[INSTRUCTIONS FOR THE TASK]
From the interview on Polish clinical trials law, extract word for word the passage starting at "What will the" and ending at "probably be developed.".

[SELECTED EXCERPT]
--------------------------------

Guidelines are now being worked up for a completely new Act on Clinical Trials. It is supposed to be a comprehensive regulation, covering issues not regulated so far in this area, such as personal data protection. So far clinical trials have been conducted under the Pharmaceutical Law, but now there is to be a separate law, which will most likely introduce more restrictive rules than we have now. It will still take many months of work in the Ministry of Health, the Government, and then in the Parliament, in order to hammer the guidelines out into a specific bill and then enact it. I hope that comments from the clinical trials community are taken into consideration so that the final bill is as good as it can be.
Interestingly, work is underway at the same time to draft an amendment to the Pharmaceutical Law. In addition to certain corrections in the area of rules for conducting clinical trials, the draft provides for changes in the data exclusivity period for innovative drugs. For many years Polish law in this field has not been harmonized with EU law. Here there is still a 6-year data exclusivity period in place, whereas elsewhere in Europe the rule is 8 + 2 + 1, so that the exclusivity period may run as long as 11 years. Polish law also allows for the possibility of reducing the data exclusivity period if the patent protection expires earlier. Poland is one of just a few countries in which administrative protection, in other words data exclusivity, is linked with patent protection.
So legal changes are in the pipeline. Is there any way to prepare for the changes?
Sponsors who want to conduct clinical trials in Poland should review their standard form contracts against the guidelines for the new regulations. It is worth doing that now in order to be prepared for the upcoming changes. It is particularly important to define clearly the duties of the sponsor, the hospital, and the researcher. The separate contracts with the hospital and with the researcher that have been used so far should be replaced with one trilateral agreement setting forth clear terms related to fees. Attention should also be paid to issues of personal data protection and protection of medical documentation that is processed during the course of a clinical trial.
What will the changes mean in practice? Will the costs of conducting clinical trials increase?
First and foremost, the fees for researchers and hospitals will be based on objective economic indicators, such as the actual work input in the case of a researcher or depreciation of equipment in the case of a hospital. Relevant fee schedules will probably be developed.
Costs may be affected by a change in the grounds for liability on the part of the sponsor and the researcher for deleterious effects on the health of participants. Currently the sponsor and the researcher are liable on the basis of fault, meaning that the participant must prove negligence in conducting the trial. If the new Act on Clinical Trials is adopted, the liability would be stricter, as the sponsor or researcher would be liable for injury even if the trial was conducted properly. The sponsor or researcher would be released from liability only if injury to a participant’s health were caused by an act of the injured person, a third party for whom the researcher or sponsor is not responsible, or force majeure.
Because of this, the scope of mandatory insurance for clinical trials would increase, which would have an impact on the overall cost of conducting a clinical trial. Insurance for participants is also being considered, which would increase their level of security and their ability to enforce claims in the event of injury.
Thus it is expected that trials will be more expensive, but the quality of the results should also be higher, and that is the issue that is the number one priority for a pharmaceutical company commissioning a clinical trial. The safety of patients should also increase. So costs will rise, but quality too.

--------------------------------

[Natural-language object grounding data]

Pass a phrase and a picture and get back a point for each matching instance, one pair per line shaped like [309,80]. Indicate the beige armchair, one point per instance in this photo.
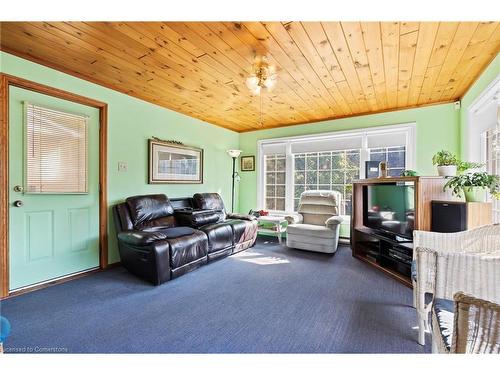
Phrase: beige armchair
[316,226]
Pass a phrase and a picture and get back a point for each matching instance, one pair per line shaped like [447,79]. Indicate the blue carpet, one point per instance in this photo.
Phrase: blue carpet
[268,299]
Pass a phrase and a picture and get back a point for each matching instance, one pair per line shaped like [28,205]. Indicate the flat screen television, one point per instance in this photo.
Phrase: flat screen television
[390,208]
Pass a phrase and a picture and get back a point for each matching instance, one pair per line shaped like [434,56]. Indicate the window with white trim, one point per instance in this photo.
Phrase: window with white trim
[275,182]
[289,166]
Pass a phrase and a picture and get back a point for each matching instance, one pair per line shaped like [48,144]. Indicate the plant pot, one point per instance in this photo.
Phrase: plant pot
[475,194]
[447,170]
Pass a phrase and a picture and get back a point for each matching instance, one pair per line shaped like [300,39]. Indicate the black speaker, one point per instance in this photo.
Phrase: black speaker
[371,169]
[448,217]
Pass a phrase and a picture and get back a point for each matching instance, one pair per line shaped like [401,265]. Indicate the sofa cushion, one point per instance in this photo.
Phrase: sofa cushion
[197,218]
[443,312]
[309,230]
[208,201]
[187,249]
[150,211]
[220,236]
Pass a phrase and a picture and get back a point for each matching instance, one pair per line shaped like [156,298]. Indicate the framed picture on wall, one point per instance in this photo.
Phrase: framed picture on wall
[174,164]
[247,163]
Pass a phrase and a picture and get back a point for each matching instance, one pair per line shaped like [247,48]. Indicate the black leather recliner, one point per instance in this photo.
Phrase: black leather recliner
[157,243]
[206,211]
[151,244]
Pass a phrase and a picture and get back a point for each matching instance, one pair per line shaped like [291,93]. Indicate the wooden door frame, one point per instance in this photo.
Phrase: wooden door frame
[6,81]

--------------------------------

[EXPECTED ANSWER]
What will the changes mean in practice? Will the costs of conducting clinical trials increase?
First and foremost, the fees for researchers and hospitals will be based on objective economic indicators, such as the actual work input in the case of a researcher or depreciation of equipment in the case of a hospital. Relevant fee schedules will probably be developed.